#### What to work on:
Return each line of the items below that contains the string "dark", copied in full. The match is case-sensitive.

------------------------------------------------------------

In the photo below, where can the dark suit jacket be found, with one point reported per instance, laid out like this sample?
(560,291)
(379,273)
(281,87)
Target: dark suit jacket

------------------------------------------------------------

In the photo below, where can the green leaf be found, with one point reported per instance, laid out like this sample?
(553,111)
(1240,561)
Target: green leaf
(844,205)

------------------------------------------------------------

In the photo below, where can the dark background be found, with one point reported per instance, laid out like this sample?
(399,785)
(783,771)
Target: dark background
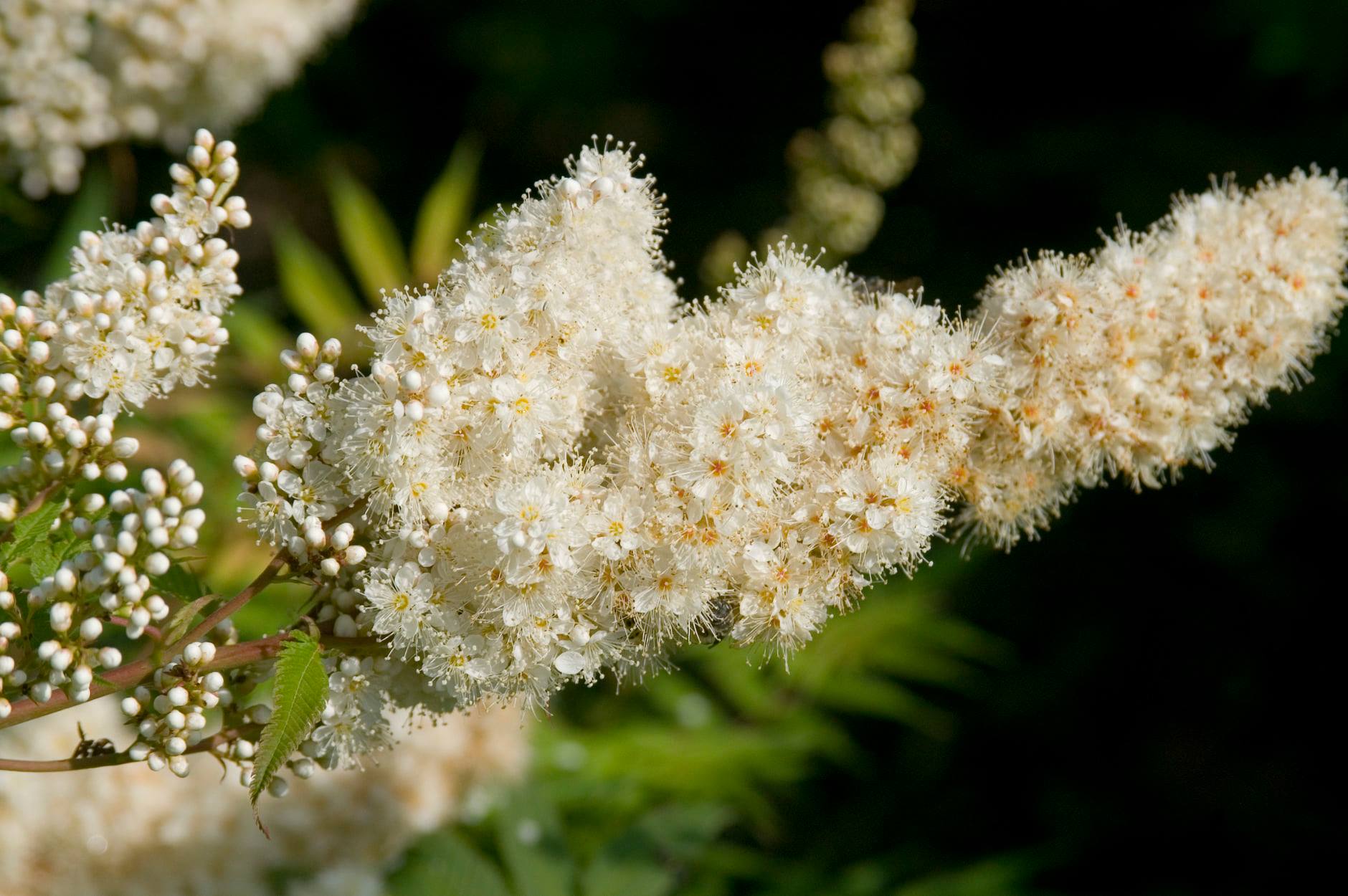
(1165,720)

------------------------------------------------------------

#### Exercise solution:
In the photo below, where can the dark suit jacket be found, with one point reported per instance, laid out like this sample?
Target: dark suit jacket
In the photo below, where can the dark background be found, with one point reported per instance, laid out like this sample?
Target: dark background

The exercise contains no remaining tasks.